> [INSTRUCTIONS FOR THE TASK]:
Search for the word "door" in the entries. Each line that holds it should be copied.

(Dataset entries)
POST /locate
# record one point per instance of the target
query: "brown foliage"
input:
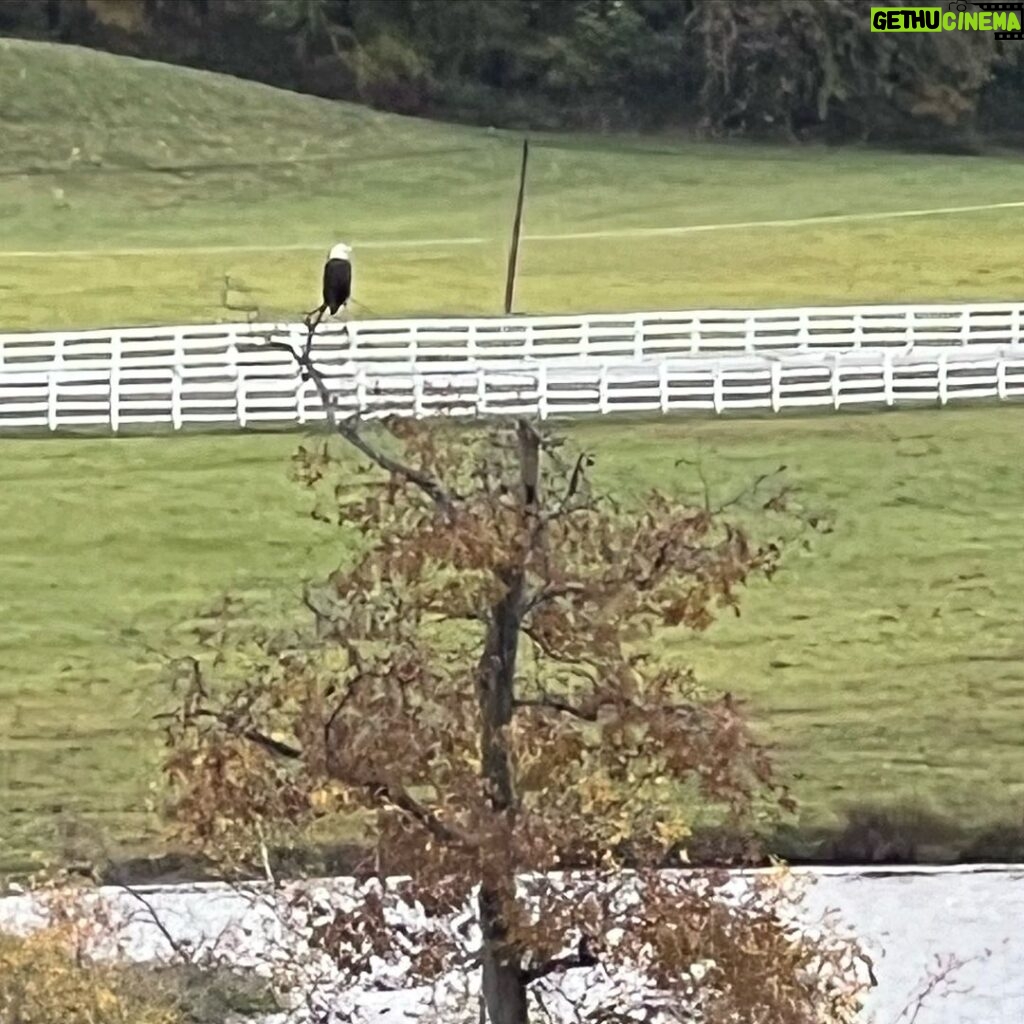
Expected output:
(479, 690)
(42, 981)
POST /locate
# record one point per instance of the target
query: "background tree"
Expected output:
(790, 69)
(479, 694)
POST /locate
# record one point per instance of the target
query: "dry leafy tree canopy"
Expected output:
(479, 692)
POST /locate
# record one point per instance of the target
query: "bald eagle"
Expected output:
(337, 278)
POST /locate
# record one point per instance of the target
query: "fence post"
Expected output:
(51, 399)
(115, 382)
(360, 390)
(542, 390)
(176, 397)
(240, 387)
(481, 391)
(240, 396)
(417, 394)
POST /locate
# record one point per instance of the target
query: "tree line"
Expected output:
(793, 70)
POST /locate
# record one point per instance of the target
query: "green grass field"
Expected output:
(102, 154)
(887, 663)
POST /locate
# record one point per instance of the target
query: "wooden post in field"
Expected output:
(517, 224)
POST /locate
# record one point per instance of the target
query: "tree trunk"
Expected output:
(504, 982)
(504, 988)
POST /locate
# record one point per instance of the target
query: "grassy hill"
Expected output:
(103, 156)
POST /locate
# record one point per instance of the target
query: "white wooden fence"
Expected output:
(558, 366)
(273, 392)
(632, 337)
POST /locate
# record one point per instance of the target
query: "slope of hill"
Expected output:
(215, 177)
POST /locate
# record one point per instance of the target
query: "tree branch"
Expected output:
(349, 430)
(583, 957)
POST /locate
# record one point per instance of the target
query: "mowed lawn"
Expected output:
(117, 177)
(887, 662)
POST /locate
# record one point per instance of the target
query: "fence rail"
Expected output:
(267, 392)
(484, 341)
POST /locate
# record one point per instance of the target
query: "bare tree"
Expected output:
(481, 696)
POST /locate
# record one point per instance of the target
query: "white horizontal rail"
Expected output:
(517, 339)
(271, 391)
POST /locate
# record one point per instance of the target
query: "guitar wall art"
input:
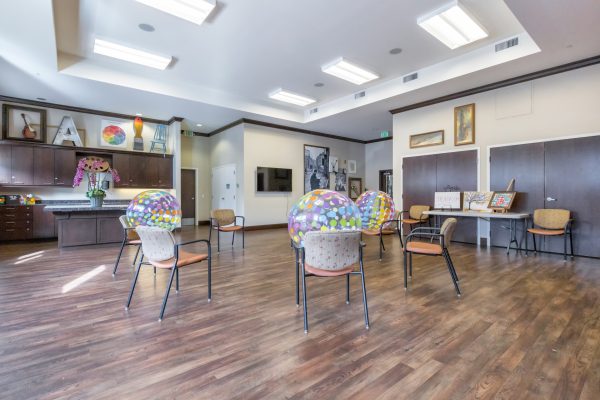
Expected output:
(23, 123)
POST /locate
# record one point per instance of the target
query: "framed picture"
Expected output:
(113, 134)
(351, 166)
(502, 200)
(464, 125)
(316, 168)
(426, 139)
(18, 123)
(355, 188)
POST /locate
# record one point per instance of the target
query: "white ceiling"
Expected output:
(225, 68)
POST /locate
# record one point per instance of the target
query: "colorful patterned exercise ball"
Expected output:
(322, 210)
(375, 208)
(154, 208)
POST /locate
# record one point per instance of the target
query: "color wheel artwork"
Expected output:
(322, 210)
(154, 208)
(113, 134)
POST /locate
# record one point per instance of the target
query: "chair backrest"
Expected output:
(224, 216)
(331, 250)
(416, 212)
(158, 244)
(447, 230)
(551, 218)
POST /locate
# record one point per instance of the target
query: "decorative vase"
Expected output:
(96, 202)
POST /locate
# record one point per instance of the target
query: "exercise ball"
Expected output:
(154, 208)
(375, 208)
(322, 210)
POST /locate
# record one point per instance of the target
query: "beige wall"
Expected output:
(557, 106)
(268, 147)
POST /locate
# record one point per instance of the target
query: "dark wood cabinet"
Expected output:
(22, 165)
(64, 167)
(5, 164)
(43, 166)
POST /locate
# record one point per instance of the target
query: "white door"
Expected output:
(223, 187)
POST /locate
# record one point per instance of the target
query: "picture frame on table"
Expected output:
(464, 124)
(426, 139)
(18, 123)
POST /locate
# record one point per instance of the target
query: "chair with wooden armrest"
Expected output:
(130, 238)
(550, 222)
(163, 252)
(225, 220)
(443, 236)
(333, 253)
(389, 227)
(414, 216)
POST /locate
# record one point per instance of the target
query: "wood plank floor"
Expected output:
(525, 328)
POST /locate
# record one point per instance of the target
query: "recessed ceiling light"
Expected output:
(125, 53)
(348, 71)
(452, 25)
(146, 27)
(194, 11)
(290, 97)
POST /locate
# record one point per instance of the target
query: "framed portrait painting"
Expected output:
(316, 168)
(464, 124)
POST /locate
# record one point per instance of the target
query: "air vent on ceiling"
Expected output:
(507, 44)
(410, 77)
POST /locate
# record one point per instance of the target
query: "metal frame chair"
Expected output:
(227, 224)
(163, 252)
(444, 236)
(333, 253)
(130, 238)
(562, 225)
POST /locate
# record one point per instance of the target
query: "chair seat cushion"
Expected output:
(325, 272)
(185, 258)
(546, 232)
(229, 228)
(424, 248)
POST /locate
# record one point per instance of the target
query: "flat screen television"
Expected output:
(273, 179)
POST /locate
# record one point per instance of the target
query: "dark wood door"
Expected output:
(43, 166)
(5, 164)
(137, 171)
(121, 164)
(188, 194)
(22, 165)
(64, 167)
(525, 163)
(573, 183)
(165, 172)
(459, 170)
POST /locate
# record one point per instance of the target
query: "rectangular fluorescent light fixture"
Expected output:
(125, 53)
(290, 97)
(194, 11)
(350, 72)
(452, 25)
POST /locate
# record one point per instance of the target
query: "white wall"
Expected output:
(268, 147)
(556, 106)
(378, 156)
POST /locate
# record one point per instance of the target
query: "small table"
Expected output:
(511, 216)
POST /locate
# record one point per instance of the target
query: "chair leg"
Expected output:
(362, 277)
(304, 299)
(347, 288)
(451, 270)
(137, 273)
(162, 310)
(119, 256)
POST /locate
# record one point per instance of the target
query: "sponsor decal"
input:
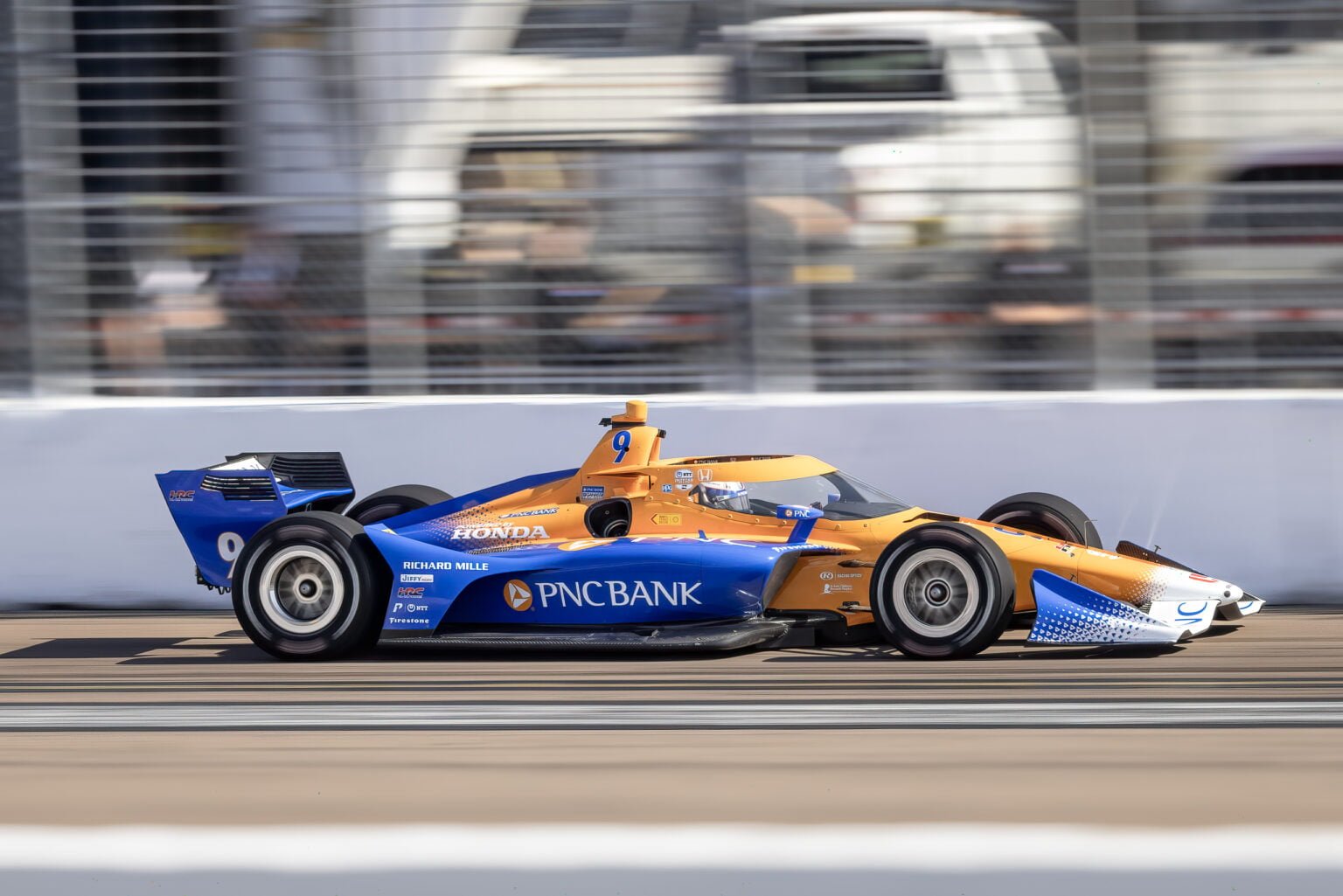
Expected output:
(245, 463)
(518, 595)
(614, 593)
(446, 565)
(538, 512)
(483, 532)
(583, 545)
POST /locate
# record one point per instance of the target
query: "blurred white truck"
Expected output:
(950, 129)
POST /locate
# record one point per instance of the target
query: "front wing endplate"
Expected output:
(1068, 613)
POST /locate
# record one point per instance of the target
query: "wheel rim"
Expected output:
(301, 590)
(1039, 523)
(935, 593)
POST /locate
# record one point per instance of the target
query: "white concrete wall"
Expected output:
(1247, 487)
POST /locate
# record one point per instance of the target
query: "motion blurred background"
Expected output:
(518, 197)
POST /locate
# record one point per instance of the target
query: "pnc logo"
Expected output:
(518, 595)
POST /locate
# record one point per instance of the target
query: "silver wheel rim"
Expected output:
(935, 593)
(301, 590)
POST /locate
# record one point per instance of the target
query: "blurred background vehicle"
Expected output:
(664, 195)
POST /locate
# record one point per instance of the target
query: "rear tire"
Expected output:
(1047, 515)
(942, 591)
(310, 586)
(393, 501)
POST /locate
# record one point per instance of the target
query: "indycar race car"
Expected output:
(634, 551)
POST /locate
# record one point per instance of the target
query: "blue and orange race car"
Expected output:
(637, 551)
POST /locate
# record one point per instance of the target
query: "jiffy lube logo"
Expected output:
(601, 593)
(503, 532)
(518, 595)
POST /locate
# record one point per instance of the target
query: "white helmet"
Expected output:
(726, 496)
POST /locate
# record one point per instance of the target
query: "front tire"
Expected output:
(310, 586)
(942, 591)
(1047, 515)
(393, 501)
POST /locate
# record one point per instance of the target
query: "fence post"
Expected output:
(1117, 128)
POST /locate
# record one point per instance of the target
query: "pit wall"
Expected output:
(1242, 485)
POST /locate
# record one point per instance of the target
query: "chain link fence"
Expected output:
(298, 197)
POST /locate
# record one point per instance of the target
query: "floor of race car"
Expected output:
(177, 719)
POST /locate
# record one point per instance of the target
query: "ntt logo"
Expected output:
(518, 595)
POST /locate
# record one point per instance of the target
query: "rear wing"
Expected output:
(219, 508)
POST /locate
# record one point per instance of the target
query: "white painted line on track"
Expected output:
(929, 848)
(1108, 713)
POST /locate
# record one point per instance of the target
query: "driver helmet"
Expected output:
(726, 496)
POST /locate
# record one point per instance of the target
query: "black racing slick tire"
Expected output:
(393, 501)
(310, 586)
(1047, 515)
(942, 591)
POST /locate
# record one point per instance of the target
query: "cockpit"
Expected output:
(836, 495)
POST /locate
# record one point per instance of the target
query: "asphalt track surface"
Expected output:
(142, 718)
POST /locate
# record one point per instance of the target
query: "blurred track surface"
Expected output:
(1170, 768)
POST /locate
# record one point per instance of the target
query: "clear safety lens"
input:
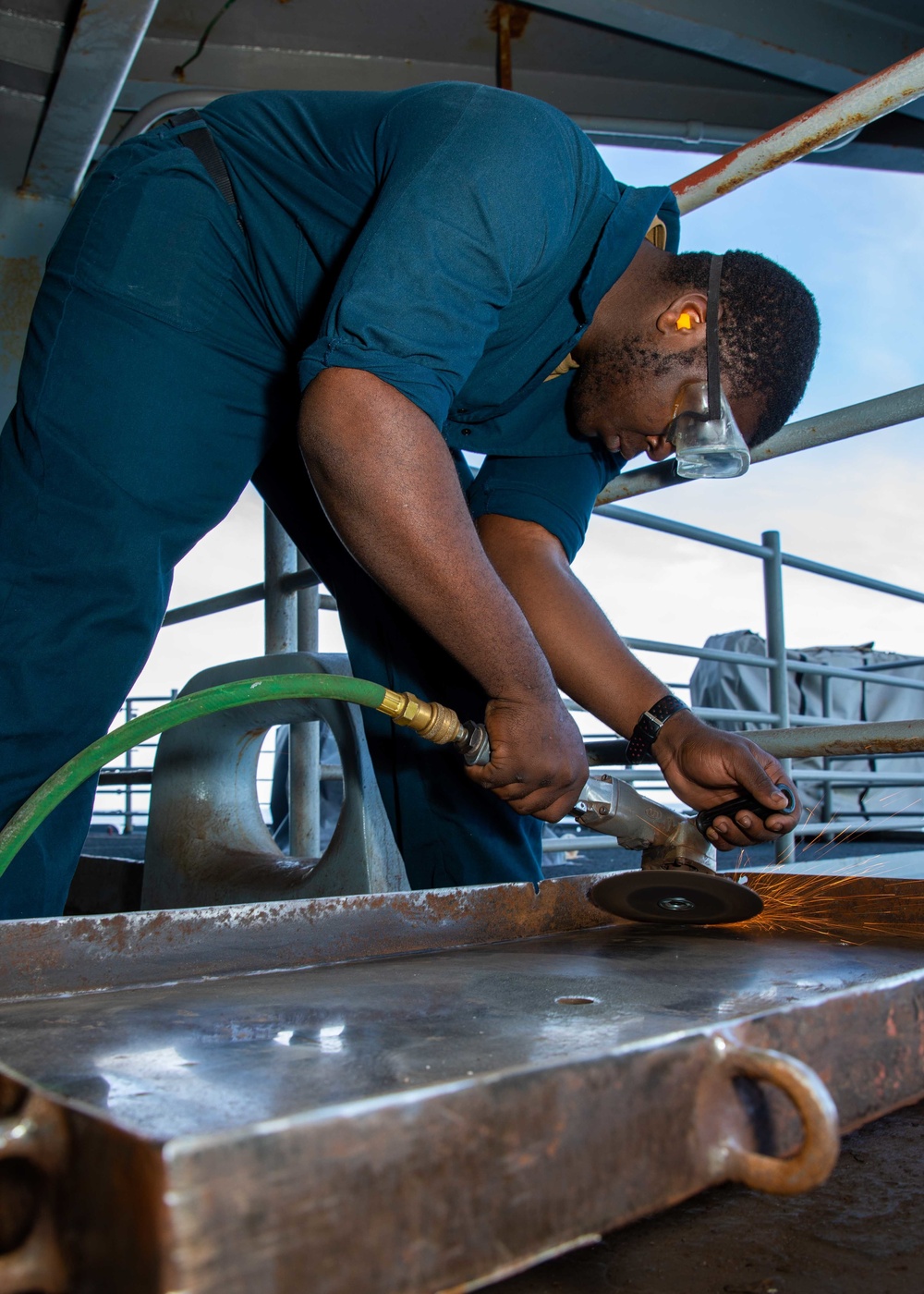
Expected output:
(706, 446)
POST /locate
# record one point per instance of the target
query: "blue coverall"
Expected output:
(455, 241)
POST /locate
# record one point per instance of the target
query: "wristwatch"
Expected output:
(646, 731)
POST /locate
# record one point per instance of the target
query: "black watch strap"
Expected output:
(645, 734)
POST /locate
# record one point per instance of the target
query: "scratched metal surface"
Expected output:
(213, 1055)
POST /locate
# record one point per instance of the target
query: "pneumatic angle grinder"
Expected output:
(677, 883)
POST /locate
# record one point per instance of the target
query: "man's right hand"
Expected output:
(537, 760)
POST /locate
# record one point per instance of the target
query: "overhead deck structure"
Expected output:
(697, 74)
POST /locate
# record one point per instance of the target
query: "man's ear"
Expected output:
(659, 448)
(685, 319)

> [RESPONSE]:
query: "white door"
query: "dark wood door"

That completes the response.